◆ TAREA A RESOLVER:
Contesta según el texto sobre la colección del padre Carlos Crespi:
1. ¿Qué novela estaba promocionando Javier Sierra?
2. ¿En qué año compró la colección el Banco Central del Ecuador?
3. ¿Qué motivo dio una funcionaria para no mostrar las piezas?

◆ FRAGMENTO DEL TEXTO:
• • • • • • •
Ya han transcurrido algunas semanas desde que el escritor Javier Sierra, que estuviera de visita en nuestro país para la promoción de su novela ‘El fuego Invisible’ (Premio Planeta 2017), me comentara su desazón porque en un viaje a Cuenca no logró conocer la colección de arqueología y objetos antiguos de origen desconocido que perteneció al padre Carlos Crespi, adquirida en 1982 por el Banco Central del Ecuador.
Luego de esta primera expedición fallida de Javier Sierra, en la que solo se le mostraron unas pocas piezas que se encontraban en restauración, todas ellas de una belleza y singularidad notables, solicité al Instituto Nacional de Patrimonio Cultural que, junto a otras personas interesadas, se nos permitiera conocer la colección que se conserva en algún lugar del edificio del Museo Pumapungo en Cuenca. Tanto el director del INPC como sus funcionarios colaboraron amablemente para hacer la visita. Tras haber coordinado el viaje desde distintos puntos del país, tres personas llegaron al museo en el día y a la hora prevista, pero una funcionaria alegó que no era posible ver las piezas porque el encargado de la custodia había viajado llevándose las llaves de la bóveda.
• • • • • • •
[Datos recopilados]
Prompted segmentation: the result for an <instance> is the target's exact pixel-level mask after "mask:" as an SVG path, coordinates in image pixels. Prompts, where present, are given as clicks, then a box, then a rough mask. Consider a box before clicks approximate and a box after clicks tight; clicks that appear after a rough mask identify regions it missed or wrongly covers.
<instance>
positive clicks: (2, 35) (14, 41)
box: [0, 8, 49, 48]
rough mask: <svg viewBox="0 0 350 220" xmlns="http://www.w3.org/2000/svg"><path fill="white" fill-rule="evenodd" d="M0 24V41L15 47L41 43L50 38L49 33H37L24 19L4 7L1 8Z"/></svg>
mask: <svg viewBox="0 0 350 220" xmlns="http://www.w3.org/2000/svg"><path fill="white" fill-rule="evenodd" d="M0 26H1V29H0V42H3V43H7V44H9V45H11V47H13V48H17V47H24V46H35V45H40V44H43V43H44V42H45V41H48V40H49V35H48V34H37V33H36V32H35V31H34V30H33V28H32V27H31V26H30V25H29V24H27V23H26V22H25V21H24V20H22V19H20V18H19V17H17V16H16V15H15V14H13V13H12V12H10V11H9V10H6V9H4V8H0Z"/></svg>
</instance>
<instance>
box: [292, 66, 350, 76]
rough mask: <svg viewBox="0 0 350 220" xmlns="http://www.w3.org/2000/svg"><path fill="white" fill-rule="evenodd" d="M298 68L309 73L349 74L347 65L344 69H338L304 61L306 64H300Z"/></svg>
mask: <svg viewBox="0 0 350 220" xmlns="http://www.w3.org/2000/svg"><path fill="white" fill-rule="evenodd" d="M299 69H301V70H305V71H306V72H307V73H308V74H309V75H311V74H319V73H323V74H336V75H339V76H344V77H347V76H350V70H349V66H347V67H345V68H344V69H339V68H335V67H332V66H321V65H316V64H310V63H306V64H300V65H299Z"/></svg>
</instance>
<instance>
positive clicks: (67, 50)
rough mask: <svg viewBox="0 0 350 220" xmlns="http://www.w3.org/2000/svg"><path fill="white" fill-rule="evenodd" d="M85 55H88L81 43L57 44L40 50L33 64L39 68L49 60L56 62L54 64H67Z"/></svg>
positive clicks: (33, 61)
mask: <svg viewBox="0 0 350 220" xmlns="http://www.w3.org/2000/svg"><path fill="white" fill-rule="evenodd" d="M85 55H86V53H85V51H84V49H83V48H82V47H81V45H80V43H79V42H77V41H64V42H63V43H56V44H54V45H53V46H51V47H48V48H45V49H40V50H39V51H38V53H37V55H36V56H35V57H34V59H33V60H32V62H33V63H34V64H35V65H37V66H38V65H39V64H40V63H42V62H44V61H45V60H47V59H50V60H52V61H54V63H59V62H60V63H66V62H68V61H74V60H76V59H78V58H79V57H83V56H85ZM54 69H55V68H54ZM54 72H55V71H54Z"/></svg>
• • • • • • •
◆ RESPUESTA:
1. 'El fuego Invisible' (Premio Planeta 2017).
2. En 1982.
3. Que el encargado de la custodia se había ido de viaje y se había llevado las llaves de la bóveda.